**Records to process**
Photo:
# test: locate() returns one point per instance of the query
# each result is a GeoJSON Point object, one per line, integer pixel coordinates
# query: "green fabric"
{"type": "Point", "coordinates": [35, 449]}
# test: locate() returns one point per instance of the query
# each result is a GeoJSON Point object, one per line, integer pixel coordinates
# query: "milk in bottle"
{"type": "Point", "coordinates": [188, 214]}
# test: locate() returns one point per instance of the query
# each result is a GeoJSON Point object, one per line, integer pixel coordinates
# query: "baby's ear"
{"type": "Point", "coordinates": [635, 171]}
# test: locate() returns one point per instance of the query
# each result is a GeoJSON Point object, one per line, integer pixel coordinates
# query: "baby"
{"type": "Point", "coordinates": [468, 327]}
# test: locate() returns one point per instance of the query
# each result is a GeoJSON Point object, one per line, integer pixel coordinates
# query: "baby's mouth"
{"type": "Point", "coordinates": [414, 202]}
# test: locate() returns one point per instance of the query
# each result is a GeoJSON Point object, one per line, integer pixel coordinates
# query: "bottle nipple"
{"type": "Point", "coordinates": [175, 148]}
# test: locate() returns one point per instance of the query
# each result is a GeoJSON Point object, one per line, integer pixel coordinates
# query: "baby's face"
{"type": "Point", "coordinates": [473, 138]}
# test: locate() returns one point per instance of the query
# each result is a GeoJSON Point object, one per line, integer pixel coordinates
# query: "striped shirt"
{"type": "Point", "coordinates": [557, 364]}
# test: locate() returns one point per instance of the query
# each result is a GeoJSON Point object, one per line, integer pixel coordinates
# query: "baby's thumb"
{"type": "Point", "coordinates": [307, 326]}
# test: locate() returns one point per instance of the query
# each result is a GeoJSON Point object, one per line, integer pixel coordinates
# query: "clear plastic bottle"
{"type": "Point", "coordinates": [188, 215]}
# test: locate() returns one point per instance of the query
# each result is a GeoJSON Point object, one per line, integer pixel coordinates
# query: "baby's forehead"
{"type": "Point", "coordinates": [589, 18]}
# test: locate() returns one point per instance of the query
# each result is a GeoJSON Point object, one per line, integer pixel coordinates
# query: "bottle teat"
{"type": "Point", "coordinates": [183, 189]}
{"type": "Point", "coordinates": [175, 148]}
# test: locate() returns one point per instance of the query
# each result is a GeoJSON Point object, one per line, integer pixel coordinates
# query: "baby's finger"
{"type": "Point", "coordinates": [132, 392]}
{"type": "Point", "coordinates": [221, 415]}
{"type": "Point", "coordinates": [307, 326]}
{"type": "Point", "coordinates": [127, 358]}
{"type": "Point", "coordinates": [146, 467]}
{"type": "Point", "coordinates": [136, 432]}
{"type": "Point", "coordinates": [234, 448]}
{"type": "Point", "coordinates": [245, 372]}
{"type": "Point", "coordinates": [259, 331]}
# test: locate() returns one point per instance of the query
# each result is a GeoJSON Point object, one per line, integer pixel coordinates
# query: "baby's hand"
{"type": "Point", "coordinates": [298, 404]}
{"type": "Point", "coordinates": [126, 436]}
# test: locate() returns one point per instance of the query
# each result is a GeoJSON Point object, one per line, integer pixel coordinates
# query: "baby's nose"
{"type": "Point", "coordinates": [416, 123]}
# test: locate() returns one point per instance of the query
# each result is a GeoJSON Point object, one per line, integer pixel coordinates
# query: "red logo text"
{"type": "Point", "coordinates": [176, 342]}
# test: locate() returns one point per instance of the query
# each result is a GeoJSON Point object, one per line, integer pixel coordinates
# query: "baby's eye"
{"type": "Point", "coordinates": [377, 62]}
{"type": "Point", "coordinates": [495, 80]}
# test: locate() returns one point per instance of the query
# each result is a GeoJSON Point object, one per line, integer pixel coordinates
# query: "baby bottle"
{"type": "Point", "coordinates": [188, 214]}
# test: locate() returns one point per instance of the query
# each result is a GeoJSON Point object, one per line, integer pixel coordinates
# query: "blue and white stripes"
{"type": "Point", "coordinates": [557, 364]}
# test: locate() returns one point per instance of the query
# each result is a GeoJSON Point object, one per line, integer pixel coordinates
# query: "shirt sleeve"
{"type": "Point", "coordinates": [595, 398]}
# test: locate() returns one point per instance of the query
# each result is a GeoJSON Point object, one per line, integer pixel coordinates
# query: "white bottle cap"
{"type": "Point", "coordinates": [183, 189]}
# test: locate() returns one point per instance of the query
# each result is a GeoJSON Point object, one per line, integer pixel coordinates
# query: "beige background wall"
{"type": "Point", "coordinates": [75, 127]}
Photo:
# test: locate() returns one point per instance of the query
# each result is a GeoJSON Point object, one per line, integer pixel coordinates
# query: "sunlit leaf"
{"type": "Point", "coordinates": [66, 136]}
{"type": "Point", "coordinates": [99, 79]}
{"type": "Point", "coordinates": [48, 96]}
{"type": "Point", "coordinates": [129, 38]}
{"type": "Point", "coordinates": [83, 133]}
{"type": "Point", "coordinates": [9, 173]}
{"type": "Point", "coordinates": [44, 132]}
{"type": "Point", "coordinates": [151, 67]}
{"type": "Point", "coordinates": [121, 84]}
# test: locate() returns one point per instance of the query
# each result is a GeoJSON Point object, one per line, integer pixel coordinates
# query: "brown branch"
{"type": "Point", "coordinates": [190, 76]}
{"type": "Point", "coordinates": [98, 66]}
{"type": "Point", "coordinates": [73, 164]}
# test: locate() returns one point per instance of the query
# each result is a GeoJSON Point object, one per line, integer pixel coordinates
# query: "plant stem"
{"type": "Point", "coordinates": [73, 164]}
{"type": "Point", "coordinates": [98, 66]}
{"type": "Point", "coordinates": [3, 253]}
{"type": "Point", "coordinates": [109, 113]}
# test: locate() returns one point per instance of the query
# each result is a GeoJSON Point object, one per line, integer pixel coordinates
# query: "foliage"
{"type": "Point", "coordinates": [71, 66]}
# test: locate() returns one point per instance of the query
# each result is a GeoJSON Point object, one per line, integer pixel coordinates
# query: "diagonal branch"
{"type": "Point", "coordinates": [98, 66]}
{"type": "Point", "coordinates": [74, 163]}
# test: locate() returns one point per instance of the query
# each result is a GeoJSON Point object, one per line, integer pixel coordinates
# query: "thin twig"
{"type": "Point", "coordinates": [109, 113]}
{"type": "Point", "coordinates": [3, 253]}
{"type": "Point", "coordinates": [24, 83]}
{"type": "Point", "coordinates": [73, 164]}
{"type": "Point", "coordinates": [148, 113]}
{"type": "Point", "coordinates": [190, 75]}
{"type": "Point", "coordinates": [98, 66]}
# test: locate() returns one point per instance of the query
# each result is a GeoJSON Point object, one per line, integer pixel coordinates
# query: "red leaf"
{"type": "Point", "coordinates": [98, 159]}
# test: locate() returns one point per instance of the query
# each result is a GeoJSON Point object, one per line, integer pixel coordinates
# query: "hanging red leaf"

**Required work**
Copy every record above exactly as it appears.

**Result of this exercise**
Photo:
# test: locate() returns one point per instance of the query
# each result is a GeoJSON Point object, one per line, integer pixel coordinates
# query: "green fabric"
{"type": "Point", "coordinates": [35, 449]}
# test: locate() returns one point per instance of the query
# each result is a GeoJSON Point object, one per line, integer pixel coordinates
# query: "milk in bottle"
{"type": "Point", "coordinates": [188, 214]}
# test: locate() returns one point per instance of the query
# each result is a GeoJSON Point object, one per line, integer pixel coordinates
# query: "baby's ear"
{"type": "Point", "coordinates": [635, 171]}
# test: locate() returns one point per instance of the query
# each result is a GeoJSON Point object, one per line, integer pixel coordinates
# query: "baby"
{"type": "Point", "coordinates": [468, 327]}
# test: locate() returns one point per instance of the query
# each result is a GeoJSON Point object, one per line, integer pixel coordinates
# query: "baby's mouth"
{"type": "Point", "coordinates": [414, 202]}
# test: locate() returns one point per instance of the query
# each result is a GeoJSON Point object, one per line, integer pixel coordinates
# query: "bottle nipple"
{"type": "Point", "coordinates": [175, 148]}
# test: locate() returns one point per instance of the query
# each result is a GeoJSON Point object, one per line, integer pixel coordinates
# query: "baby's face"
{"type": "Point", "coordinates": [473, 138]}
# test: locate() returns one point per instance of the query
# each result is a GeoJSON Point object, one per line, integer pixel coordinates
# query: "striped shirt"
{"type": "Point", "coordinates": [557, 364]}
# test: locate() returns one point per instance of the query
# each result is a GeoJSON Point object, one per line, integer pixel coordinates
# query: "baby's thumb"
{"type": "Point", "coordinates": [307, 326]}
# test: locate() returns one point per instance of the query
# each result is a GeoJSON Point object, one per line, integer pixel coordinates
# query: "clear plastic bottle"
{"type": "Point", "coordinates": [188, 215]}
# test: locate() returns one point per instance of the query
# each result is a GeoJSON Point object, one per line, integer pixel coordinates
# query: "baby's forehead"
{"type": "Point", "coordinates": [589, 18]}
# test: locate() returns one point per instance of the query
# each result is a GeoJSON Point object, one per line, integer pixel coordinates
# query: "bottle teat"
{"type": "Point", "coordinates": [183, 189]}
{"type": "Point", "coordinates": [175, 148]}
# test: locate() returns one point per instance of the query
# each result is a GeoJSON Point object, one per line, integer pixel coordinates
# query: "baby's finger"
{"type": "Point", "coordinates": [132, 392]}
{"type": "Point", "coordinates": [221, 415]}
{"type": "Point", "coordinates": [307, 326]}
{"type": "Point", "coordinates": [127, 358]}
{"type": "Point", "coordinates": [146, 467]}
{"type": "Point", "coordinates": [136, 432]}
{"type": "Point", "coordinates": [234, 448]}
{"type": "Point", "coordinates": [245, 372]}
{"type": "Point", "coordinates": [259, 331]}
# test: locate() returns one point per instance of the query
# each result is a GeoJSON Point object, one per line, integer pixel coordinates
# query: "baby's hand"
{"type": "Point", "coordinates": [298, 404]}
{"type": "Point", "coordinates": [126, 436]}
# test: locate() returns one point per instance of the query
# each result is a GeoJSON Point object, one per line, integer pixel coordinates
# query: "baby's nose"
{"type": "Point", "coordinates": [416, 123]}
# test: locate() returns one point per instance of the query
# each result is a GeoJSON Point object, one per line, integer pixel coordinates
# query: "red logo text"
{"type": "Point", "coordinates": [176, 342]}
# test: locate() returns one point per instance of the query
# each result is a GeoJSON Point object, one per line, integer pixel coordinates
# query: "baby's eye"
{"type": "Point", "coordinates": [377, 62]}
{"type": "Point", "coordinates": [495, 80]}
# test: locate() returns one point per instance of the query
# each result is a GeoJSON Point object, one per line, integer pixel coordinates
# query: "baby bottle"
{"type": "Point", "coordinates": [188, 214]}
# test: locate() returns one point per instance of the query
# each result is a GeoJSON Point object, one per line, integer pixel coordinates
# query: "blue and white stripes"
{"type": "Point", "coordinates": [557, 364]}
# test: locate() returns one point per instance of the query
# each result is a GeoJSON Point object, one per line, integer pixel coordinates
# query: "shirt sleeve"
{"type": "Point", "coordinates": [595, 398]}
# test: locate() returns one point per instance of the query
# each result is a GeoJSON Point object, one per line, integer pixel coordinates
# query: "white bottle cap"
{"type": "Point", "coordinates": [183, 189]}
# test: locate() returns one point per instance of the query
# each result is a GeoJSON Point object, one per line, integer pixel coordinates
# query: "beige background wall"
{"type": "Point", "coordinates": [75, 127]}
Photo:
# test: locate() returns one point per instance of the query
# each result is a GeoJSON Point object, one per line, integer pixel coordinates
# query: "sunlit leaf"
{"type": "Point", "coordinates": [66, 136]}
{"type": "Point", "coordinates": [99, 79]}
{"type": "Point", "coordinates": [48, 96]}
{"type": "Point", "coordinates": [129, 38]}
{"type": "Point", "coordinates": [83, 133]}
{"type": "Point", "coordinates": [9, 173]}
{"type": "Point", "coordinates": [44, 132]}
{"type": "Point", "coordinates": [151, 67]}
{"type": "Point", "coordinates": [121, 84]}
# test: locate() returns one point per instance of the query
# each result is a GeoJSON Point object, one per line, integer pixel coordinates
# query: "brown branch"
{"type": "Point", "coordinates": [190, 76]}
{"type": "Point", "coordinates": [98, 66]}
{"type": "Point", "coordinates": [73, 164]}
# test: locate() returns one point per instance of the query
# each result is a GeoJSON Point object, one per line, integer pixel coordinates
# query: "plant stem"
{"type": "Point", "coordinates": [73, 164]}
{"type": "Point", "coordinates": [98, 66]}
{"type": "Point", "coordinates": [3, 253]}
{"type": "Point", "coordinates": [109, 113]}
# test: locate() returns one point per instance of the query
# each result is a GeoJSON Point object, one per line, integer pixel coordinates
# query: "foliage"
{"type": "Point", "coordinates": [71, 66]}
# test: locate() returns one point per instance of the query
# each result is a GeoJSON Point object, one per line, integer pixel coordinates
# query: "diagonal branch"
{"type": "Point", "coordinates": [98, 66]}
{"type": "Point", "coordinates": [74, 163]}
# test: locate() returns one point per instance of the query
# each result is a GeoJSON Point object, one per line, integer pixel coordinates
# query: "thin twig"
{"type": "Point", "coordinates": [109, 113]}
{"type": "Point", "coordinates": [3, 253]}
{"type": "Point", "coordinates": [24, 83]}
{"type": "Point", "coordinates": [73, 164]}
{"type": "Point", "coordinates": [148, 113]}
{"type": "Point", "coordinates": [190, 75]}
{"type": "Point", "coordinates": [98, 66]}
# test: locate() returns one point per instance of the query
# each result is a GeoJSON Point object, one per line, integer pixel coordinates
# query: "red leaf"
{"type": "Point", "coordinates": [98, 159]}
# test: locate() returns one point per instance of the query
# each result is a GeoJSON Point object, one per line, integer pixel coordinates
# query: "hanging red leaf"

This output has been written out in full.